In one to three sentences, explain why Genter tells Macindoe in the commentary on Julie Anne Genter below that his question about the total cost of the safer cars campaign should go to the New Zealand Transport Agency.
-- begin TEXT SHOWN --
Julie Anne Genter, Minister of Women and self-appointed minister for culling old white blokes from board rooms, brings performance into considerations when she champions a policy of government intervention to get the gender mix right in the public service workplace.
She has brought the fairness argument into her rhetoric (having more women in leadership “is the right thing to do”) but further asserts
“… diversity helps organisations function more effectively”.
“More women in leadership means better decision making, better organisational resilience and better performance.”
Better performance by what measure?
Point of Order wonders about this in the light of Genter’s performance at Question Time in Parliament yesterday.
If she is to be judged for her prowess at ducking and/or diving, she looks like Olympic Games material.
But National’s Tim Macindoe expected her simply to give him a few numbers about the NZTA.
He would have judged her performance (and not scored her too highly) on the quality of this information.
His question related to New Zealand motorists facing higher motor vehicle levies.
Late last year, in a statement he issued as National’s ACC spokesperson, he referenced ACC Minister Iain Lees-Galloway’s acknowledgement that the majority of vehicle users will be paying more when it comes time to renew their registration, although Lees-Galloway insisted that ‘across the motor vehicle levy, there’s no change’.
“The reality is that 68 per cent of levy payers will pay more to register their vehicles next year – despite ACC and NZTA’s statistics showing that those drivers proportionately require much lower treatment costs than other road users.
“The levies from owners of safer cars – which make up two-thirds of the vehicle fleet – will be propping up the minority of owners with older, less reliable vehicles. Some of these owners face an increase of over 150 per cent next year.
“The Minister continues to give evasive answers to important questions that New Zealanders are asking – he won’t say what, if any, data was used to justify these increases which leaves the public wondering why exactly these changes are being made, especially considering they come at a time when ACC’s fiscal position is strong.
“The Minister is also undermining his own Government’s taxpayer-funded advertising campaign with the tagline ‘the safer the car, the safer they are’, by hiking costs for those who are helping to make our car fleet safer.”
At that time, Macindoe mused it would be interesting to know what the associate Transport Minister with the delegation for road safety thinks about a move that results in the cost for safer cars increasing.
Yesterday in Parliament, he had his chance to find out through a question put to Genter. He asked if she support NZTA’s current campaign, which promotes the message “The safer the car, the safer they are” to encourage New Zealanders to purchase safer vehicles?
Yes, she replied – she does support the campaign. She went on…
“Vehicle safety, along with road design and speed, can make the difference as to whether someone survives a crash or not. This campaign is about raising awareness with New Zealanders about vehicle safety before they buy their car, not after.”
But as the Hansard record shows, we must wait for the answer to Macindoe’s next question – a question about money.
Hon Tim Macindoe: What is the total cost of the safer cars campaign?
Hon JULIE ANNE GENTER: You would have to direct that question to the New Zealand Transport Agency. They are entirely responsible for administering their own budget on road safety awareness campaigns.
-- end TEXT SHOWN --
-- begin RECORDS PROVIDED --
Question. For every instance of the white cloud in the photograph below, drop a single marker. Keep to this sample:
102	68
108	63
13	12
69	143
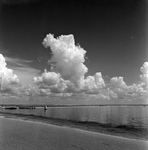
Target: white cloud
144	70
67	67
68	58
7	78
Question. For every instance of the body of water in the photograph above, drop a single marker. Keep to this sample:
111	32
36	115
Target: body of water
114	115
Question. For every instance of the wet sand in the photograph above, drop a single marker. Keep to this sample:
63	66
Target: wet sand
26	134
122	131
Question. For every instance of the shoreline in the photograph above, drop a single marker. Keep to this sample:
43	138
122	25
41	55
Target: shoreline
121	131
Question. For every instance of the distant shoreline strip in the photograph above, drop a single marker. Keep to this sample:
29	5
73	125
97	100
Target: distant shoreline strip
122	130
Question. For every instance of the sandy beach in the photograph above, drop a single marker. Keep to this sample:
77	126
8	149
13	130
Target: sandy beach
21	135
28	132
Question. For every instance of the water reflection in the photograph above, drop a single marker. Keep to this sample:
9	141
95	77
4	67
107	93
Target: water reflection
114	115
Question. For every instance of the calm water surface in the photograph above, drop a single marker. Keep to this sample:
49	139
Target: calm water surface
114	115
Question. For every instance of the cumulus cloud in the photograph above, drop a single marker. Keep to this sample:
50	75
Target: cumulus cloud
7	77
123	90
67	67
144	76
68	58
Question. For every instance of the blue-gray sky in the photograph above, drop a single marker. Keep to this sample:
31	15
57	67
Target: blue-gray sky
114	34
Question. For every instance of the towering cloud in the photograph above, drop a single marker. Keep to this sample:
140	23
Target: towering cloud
68	58
144	70
67	67
7	78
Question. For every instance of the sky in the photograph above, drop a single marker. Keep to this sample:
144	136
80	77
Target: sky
74	52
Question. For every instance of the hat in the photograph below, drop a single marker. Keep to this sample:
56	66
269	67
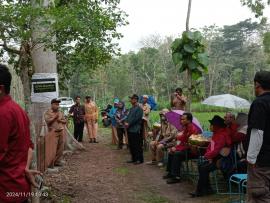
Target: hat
55	100
134	96
263	78
218	121
163	111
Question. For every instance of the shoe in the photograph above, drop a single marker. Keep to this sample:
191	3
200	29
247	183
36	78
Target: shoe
137	162
173	180
167	176
153	162
195	194
160	164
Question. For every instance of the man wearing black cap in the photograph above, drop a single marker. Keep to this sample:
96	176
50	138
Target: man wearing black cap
55	121
258	154
218	141
133	125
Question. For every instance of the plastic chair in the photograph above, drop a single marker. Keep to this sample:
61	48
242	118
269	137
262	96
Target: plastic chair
244	188
238	180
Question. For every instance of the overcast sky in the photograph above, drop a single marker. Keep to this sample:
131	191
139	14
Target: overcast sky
168	17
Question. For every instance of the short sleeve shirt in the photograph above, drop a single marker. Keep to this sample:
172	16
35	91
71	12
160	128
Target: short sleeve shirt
78	113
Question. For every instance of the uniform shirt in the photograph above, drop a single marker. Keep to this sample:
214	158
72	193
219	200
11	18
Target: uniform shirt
259	120
14	144
78	113
146	111
178	104
54	124
91	111
134	119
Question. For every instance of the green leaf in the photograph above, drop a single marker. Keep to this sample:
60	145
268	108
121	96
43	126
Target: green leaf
203	59
196	75
176	43
190	35
177	58
189	48
192	64
182	68
197	36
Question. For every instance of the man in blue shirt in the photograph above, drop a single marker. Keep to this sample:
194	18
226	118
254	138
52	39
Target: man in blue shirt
133	125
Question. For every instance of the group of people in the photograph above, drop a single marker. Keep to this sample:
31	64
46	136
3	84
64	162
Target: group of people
83	115
249	136
246	136
130	126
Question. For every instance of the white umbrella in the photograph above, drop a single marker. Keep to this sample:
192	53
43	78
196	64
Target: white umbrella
228	101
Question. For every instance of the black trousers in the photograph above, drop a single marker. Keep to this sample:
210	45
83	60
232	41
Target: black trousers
120	135
175	162
135	141
204	169
78	131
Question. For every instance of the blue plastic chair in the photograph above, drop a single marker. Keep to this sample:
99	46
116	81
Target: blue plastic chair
238	180
244	188
207	134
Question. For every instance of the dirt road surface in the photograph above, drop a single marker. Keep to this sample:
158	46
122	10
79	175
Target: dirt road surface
100	174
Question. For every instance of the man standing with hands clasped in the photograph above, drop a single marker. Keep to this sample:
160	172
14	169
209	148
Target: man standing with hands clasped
16	148
56	123
133	125
258	155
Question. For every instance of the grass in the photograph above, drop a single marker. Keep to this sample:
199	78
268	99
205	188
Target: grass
150	197
121	171
203	117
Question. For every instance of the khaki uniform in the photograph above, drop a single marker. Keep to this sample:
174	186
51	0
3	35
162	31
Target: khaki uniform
167	135
56	128
91	118
178	103
146	111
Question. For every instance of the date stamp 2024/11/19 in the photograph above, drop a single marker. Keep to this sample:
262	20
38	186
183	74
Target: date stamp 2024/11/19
27	194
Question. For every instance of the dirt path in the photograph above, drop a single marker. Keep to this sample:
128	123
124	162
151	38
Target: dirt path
100	174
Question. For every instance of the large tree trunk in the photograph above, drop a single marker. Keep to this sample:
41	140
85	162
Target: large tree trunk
25	72
189	73
43	62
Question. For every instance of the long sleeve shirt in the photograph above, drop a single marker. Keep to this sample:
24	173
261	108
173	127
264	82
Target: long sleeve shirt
14	145
218	141
134	119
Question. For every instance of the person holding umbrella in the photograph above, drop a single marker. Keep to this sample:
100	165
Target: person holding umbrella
258	154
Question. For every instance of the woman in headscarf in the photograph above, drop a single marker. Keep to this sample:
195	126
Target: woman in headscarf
120	117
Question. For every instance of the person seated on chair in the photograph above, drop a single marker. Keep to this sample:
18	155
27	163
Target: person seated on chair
179	153
167	135
231	126
218	142
240	140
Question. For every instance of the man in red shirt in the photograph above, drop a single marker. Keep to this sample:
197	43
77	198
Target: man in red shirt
178	153
218	141
231	127
15	147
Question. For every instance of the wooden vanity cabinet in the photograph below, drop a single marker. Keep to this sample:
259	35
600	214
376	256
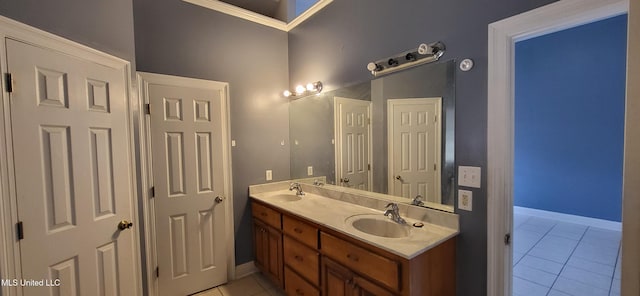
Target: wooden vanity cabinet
308	259
339	280
268	243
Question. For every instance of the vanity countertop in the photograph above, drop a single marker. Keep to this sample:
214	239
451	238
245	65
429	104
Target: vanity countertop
332	213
-- end RECORDS PROVIDED --
OUTPUT – Genter says the New Zealand Transport Agency is entirely responsible for administering its own budget on road safety awareness campaigns. So she says questions about the campaign's cost belong with that agency rather than with her.